**DOCUMENT SOURCE**

Dominique Carlac’h :
Oui. L’Unatrantec (Union des Consultants en Transfert de Technologies)
était un thinktank, un
club
de réflexion sur les stratégies pour demain, sur les
signaux faibles,
sur la manière de détecter les signaux faibles, les
innovations
potentielles et leur transfert par les passeurs que sont les
consultants. Ce qui sortait de la science était utilisé.
Pour preuve de
la pertinence de cette démarche, la longue liste des
technologies
transférées et les gains de productivité qui en a
résulté. Ces éléments
restent ceux de l’ACI (Association des Consultants en Innovation), mais
celle-ci repose sur d’autres bases. Innover c’est bien joli, mais il
faut de l’argent. L’ACI est là aussi pour aider à
financer et améliorer
l’écosystème du financement de l’innovation, de
l’intégration, de
l’accompagnement des mutations et des transitions, car chaque phase
suppose un financement. Cela repose sur une nécessité qui
va au-delà
des frais de développement : « avoir
de l’argent pour prendre des
risques » ! Au sein de l’ACI on a un continuum de
spécialistes
dans les
diverses activités de l’accompagnement. Cela va de ceux qui
peuvent
identifier les innovations et leur impact économique
jusqu’à ceux qui
peuvent transformer l’essai. A ce titre, il existe une commission
financements. Et de là un 3ème étage que
l’Unatrantec ne possédait pas
non plus et qui permet aujourd’hui les relations collaboratives avec
les acteurs publics tels que Bpifrance entre autres. L’ACI c’est donc
un triptyque permettant aux consultants d’être à
l’interface des
sciences et techniques, du monde du financement, et enfin du monde du
changement, privé et public. Sur ce dernier point nous sommes un
levier
autant sur les transformations des entreprises que sur la
transformation des politiques publiques qui sont, elles, plus
macroéconomiques. Donc l’ACI est à la croisée de
ces 3 mondes :
R&D, Finance, Acteurs publics. Ceci se voit très bien sur
l’intitulé de nos diverses commissions : Marketing, Projets
collaboratifs, Fiscalité, Politiques publiques, Processus
d’Innovation.

**TÂCHES À RÉALISER**
- A) Recopiez le passage de l'extrait sur l'ACI qui va de « était un thinktank, un » jusqu'à « science était utilisé. ».
- B) Résumez l'extrait sur l'ACI en deux phrases.
- C) D'après l'extrait sur l'ACI, quel acteur public est cité en exemple pour les relations collaboratives ?

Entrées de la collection
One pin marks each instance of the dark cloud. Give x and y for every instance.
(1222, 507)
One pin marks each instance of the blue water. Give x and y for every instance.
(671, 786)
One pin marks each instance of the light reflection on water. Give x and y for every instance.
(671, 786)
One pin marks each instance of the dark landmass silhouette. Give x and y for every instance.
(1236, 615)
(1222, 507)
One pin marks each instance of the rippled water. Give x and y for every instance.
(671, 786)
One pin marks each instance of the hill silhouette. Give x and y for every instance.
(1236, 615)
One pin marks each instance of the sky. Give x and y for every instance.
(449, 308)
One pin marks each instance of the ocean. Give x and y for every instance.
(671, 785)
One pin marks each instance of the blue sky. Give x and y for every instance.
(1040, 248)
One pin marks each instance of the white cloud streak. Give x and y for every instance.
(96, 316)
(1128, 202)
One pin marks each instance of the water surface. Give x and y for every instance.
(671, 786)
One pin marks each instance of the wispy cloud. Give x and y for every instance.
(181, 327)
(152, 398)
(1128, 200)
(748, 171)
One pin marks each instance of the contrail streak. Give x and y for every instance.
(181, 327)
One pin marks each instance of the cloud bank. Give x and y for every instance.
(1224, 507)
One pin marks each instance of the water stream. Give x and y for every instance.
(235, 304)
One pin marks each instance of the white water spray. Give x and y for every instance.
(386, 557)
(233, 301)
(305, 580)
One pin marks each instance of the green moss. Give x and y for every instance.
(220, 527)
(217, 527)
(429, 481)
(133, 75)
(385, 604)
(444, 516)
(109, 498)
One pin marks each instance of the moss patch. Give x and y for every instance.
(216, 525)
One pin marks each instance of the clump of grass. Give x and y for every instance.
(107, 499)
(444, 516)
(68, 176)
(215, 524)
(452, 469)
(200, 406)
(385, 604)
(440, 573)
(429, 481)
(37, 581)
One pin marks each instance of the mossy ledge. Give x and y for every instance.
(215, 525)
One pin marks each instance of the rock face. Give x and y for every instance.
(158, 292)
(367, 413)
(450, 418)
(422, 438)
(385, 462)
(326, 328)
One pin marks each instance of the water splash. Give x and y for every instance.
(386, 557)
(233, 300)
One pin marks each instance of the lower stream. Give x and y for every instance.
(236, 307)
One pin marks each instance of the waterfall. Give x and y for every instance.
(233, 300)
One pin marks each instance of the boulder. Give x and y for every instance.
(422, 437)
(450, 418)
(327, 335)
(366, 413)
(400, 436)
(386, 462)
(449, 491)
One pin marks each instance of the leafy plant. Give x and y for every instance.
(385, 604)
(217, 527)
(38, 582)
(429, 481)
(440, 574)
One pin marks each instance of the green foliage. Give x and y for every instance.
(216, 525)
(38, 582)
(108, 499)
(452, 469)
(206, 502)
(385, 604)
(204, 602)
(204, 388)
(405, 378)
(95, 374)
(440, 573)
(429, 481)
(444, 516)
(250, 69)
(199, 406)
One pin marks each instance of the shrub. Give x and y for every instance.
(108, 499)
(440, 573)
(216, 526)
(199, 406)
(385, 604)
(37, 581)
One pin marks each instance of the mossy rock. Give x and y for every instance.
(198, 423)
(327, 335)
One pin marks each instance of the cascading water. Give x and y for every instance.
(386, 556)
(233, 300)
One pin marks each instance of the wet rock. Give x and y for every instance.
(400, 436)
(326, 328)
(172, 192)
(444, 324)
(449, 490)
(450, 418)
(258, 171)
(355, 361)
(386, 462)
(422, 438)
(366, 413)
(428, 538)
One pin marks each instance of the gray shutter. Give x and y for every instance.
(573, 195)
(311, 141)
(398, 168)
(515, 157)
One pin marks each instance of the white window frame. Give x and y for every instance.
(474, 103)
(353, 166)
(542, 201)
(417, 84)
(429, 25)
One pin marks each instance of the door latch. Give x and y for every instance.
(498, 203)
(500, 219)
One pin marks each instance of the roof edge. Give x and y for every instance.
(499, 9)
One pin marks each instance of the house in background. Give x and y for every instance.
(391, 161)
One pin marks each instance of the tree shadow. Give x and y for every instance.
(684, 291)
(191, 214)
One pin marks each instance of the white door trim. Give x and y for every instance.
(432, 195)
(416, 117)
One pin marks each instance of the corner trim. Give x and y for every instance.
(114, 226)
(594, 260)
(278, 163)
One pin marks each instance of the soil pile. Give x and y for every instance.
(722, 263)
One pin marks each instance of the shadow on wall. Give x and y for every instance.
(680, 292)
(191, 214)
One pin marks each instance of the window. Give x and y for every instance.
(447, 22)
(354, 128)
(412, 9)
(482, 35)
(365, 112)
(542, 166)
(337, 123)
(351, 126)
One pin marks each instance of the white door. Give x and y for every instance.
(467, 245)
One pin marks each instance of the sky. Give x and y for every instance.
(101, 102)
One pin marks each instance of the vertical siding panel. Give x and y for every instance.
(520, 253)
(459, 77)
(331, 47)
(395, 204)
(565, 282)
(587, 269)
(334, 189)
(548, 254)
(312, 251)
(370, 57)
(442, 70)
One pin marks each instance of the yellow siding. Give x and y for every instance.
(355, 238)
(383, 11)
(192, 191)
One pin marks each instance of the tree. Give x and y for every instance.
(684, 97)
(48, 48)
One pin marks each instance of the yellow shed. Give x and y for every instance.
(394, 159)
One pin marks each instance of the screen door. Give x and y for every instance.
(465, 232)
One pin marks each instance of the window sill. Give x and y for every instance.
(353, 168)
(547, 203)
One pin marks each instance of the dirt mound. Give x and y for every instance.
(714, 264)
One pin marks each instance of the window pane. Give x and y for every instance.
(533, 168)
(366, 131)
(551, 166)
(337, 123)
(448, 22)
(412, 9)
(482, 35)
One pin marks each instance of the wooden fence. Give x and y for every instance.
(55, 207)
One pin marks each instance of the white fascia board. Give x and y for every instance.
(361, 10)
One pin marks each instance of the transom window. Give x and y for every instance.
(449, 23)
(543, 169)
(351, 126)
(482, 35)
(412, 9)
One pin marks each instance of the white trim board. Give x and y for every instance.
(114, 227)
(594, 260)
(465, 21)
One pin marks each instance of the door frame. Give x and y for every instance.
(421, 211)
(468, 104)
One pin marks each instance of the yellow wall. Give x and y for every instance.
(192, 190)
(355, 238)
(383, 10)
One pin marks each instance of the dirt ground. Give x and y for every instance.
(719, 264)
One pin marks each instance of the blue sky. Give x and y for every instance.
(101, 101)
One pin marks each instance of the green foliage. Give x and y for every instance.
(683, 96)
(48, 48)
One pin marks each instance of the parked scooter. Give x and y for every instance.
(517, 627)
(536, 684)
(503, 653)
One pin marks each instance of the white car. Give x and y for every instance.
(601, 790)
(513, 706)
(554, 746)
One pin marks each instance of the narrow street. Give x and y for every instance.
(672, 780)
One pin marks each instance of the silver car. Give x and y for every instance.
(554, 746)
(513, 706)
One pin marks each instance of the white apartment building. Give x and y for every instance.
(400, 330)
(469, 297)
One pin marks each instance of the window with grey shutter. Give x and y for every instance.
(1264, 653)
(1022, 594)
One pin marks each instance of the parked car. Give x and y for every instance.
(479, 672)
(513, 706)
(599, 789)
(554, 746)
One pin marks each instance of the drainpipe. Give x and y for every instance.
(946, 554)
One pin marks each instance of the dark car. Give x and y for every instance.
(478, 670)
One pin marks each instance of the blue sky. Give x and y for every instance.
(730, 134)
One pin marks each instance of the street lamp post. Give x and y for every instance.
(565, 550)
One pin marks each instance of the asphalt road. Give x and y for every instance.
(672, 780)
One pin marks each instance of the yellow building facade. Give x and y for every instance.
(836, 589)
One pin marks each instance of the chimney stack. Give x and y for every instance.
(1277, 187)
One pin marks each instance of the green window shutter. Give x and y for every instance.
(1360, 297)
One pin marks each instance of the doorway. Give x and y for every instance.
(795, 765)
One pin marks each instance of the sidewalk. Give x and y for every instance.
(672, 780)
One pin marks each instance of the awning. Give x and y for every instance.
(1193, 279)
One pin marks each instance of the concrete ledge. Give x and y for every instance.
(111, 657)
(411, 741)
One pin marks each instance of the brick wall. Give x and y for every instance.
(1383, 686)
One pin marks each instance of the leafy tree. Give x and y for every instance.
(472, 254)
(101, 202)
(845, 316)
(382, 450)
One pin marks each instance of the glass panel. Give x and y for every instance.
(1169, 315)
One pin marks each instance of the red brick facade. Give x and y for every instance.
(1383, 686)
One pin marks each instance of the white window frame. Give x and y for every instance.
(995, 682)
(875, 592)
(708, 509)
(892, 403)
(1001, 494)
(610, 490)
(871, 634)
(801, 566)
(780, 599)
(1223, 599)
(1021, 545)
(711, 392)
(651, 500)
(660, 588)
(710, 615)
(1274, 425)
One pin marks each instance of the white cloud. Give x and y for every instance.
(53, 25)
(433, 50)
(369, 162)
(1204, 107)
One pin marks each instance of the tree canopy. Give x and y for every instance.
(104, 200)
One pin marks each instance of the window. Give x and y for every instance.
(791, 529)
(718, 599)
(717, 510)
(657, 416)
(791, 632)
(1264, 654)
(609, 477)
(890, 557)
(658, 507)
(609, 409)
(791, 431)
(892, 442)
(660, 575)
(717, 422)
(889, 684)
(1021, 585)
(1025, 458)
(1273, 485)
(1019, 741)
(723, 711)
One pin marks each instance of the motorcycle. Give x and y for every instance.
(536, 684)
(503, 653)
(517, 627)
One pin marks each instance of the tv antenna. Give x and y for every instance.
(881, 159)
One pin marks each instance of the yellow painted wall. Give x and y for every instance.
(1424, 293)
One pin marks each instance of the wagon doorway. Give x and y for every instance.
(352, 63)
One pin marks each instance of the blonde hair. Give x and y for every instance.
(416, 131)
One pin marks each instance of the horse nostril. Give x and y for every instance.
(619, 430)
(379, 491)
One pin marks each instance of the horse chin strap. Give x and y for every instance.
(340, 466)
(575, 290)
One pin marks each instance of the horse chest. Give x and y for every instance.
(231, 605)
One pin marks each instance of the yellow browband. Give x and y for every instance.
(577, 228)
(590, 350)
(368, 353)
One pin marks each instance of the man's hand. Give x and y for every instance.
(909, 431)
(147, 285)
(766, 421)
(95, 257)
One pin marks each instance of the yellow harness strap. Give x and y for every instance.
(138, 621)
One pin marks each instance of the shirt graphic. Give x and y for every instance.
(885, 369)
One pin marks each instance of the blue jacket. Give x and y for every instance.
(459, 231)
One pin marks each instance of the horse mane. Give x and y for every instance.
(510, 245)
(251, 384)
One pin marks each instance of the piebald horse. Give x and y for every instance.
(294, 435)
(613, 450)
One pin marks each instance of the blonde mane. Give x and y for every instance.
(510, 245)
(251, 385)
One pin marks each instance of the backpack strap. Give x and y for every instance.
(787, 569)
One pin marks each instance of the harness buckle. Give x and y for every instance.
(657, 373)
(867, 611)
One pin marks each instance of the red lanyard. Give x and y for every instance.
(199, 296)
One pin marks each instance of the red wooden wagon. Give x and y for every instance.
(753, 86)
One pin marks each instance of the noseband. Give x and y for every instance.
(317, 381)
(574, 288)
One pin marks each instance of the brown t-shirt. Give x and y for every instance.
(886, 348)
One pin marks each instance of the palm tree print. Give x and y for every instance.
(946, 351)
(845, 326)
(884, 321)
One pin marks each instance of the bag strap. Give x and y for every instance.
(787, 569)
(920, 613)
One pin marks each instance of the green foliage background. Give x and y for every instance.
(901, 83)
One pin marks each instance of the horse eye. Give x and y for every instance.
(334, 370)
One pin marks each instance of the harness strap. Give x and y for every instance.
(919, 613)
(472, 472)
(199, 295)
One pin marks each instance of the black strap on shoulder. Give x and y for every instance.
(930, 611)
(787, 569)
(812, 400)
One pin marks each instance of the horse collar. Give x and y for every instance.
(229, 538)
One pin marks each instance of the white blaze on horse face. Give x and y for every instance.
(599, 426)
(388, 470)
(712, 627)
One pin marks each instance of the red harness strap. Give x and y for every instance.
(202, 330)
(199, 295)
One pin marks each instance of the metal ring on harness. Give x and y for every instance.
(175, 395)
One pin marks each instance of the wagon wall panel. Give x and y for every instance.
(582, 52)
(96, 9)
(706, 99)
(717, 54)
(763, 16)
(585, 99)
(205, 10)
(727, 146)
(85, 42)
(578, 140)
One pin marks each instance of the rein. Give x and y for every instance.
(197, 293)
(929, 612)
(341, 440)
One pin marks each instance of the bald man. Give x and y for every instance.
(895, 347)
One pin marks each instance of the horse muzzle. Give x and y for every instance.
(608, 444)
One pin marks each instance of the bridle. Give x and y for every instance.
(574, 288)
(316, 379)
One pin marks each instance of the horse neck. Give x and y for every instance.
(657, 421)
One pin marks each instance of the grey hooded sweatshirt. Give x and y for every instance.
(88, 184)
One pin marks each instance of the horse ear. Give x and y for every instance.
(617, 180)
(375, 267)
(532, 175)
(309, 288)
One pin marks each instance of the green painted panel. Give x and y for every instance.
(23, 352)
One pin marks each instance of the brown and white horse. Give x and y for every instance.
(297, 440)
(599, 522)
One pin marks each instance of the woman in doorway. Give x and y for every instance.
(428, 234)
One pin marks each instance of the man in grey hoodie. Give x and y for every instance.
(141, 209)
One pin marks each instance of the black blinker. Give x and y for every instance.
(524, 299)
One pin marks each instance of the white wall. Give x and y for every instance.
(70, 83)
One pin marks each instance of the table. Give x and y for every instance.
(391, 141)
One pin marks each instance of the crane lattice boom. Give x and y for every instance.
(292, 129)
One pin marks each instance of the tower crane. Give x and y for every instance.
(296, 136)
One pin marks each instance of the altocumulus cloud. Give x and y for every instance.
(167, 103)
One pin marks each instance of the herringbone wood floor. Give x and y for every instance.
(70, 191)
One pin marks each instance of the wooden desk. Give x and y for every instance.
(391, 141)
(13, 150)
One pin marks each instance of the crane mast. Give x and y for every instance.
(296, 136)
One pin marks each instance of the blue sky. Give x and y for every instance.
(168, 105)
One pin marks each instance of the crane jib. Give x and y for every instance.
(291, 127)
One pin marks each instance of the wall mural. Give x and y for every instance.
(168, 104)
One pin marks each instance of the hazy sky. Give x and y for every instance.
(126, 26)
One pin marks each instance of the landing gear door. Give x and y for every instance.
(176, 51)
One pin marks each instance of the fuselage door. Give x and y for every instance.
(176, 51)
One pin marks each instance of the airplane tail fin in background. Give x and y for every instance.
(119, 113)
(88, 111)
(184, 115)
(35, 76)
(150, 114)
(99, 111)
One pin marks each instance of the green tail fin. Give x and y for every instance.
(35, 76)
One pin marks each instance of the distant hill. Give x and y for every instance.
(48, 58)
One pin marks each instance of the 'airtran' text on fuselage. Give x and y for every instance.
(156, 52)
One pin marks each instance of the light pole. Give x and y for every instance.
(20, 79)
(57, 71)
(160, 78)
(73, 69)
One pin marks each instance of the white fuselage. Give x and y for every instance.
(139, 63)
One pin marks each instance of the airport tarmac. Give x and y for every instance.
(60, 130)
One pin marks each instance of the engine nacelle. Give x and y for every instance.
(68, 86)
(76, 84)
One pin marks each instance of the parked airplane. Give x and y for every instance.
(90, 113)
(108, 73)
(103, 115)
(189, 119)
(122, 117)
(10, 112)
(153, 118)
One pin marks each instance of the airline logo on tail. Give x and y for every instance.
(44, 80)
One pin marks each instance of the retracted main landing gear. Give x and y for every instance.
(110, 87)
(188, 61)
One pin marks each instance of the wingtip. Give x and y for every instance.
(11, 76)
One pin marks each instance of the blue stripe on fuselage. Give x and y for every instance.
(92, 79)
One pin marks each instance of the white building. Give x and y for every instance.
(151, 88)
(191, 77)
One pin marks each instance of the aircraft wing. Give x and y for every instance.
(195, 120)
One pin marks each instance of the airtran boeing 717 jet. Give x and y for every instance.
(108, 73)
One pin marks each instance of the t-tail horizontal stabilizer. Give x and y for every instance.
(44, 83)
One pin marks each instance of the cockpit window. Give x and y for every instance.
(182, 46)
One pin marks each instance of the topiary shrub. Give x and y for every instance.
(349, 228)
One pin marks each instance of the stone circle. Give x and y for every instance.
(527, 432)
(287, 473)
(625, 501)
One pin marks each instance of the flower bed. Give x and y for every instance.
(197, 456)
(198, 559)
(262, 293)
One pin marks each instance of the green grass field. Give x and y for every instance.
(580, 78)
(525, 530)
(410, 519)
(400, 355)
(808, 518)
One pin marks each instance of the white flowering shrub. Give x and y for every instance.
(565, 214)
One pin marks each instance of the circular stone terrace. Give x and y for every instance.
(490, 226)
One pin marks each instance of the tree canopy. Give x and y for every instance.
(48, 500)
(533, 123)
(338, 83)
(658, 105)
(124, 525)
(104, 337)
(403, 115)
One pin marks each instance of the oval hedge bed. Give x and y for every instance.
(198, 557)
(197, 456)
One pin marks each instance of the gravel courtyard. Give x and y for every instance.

**RÉPONSES**
- A)
était un thinktank, un
club
de réflexion sur les stratégies pour demain, sur les
signaux faibles,
sur la manière de détecter les signaux faibles, les
innovations
potentielles et leur transfert par les passeurs que sont les
consultants. Ce qui sortait de la science était utilisé.

- B) L'ACI (Association des Consultants en Innovation) reprend les éléments de l'Unatrantec, un thinktank consacré aux signaux faibles, aux innovations potentielles et à leur transfert par les consultants. Elle repose toutefois sur d'autres bases, dont l'aide au financement de l'innovation, et forme un triptyque qui place les consultants à l'interface des sciences et techniques, du monde du financement et du monde du changement, privé et public.

- C) Bpifrance.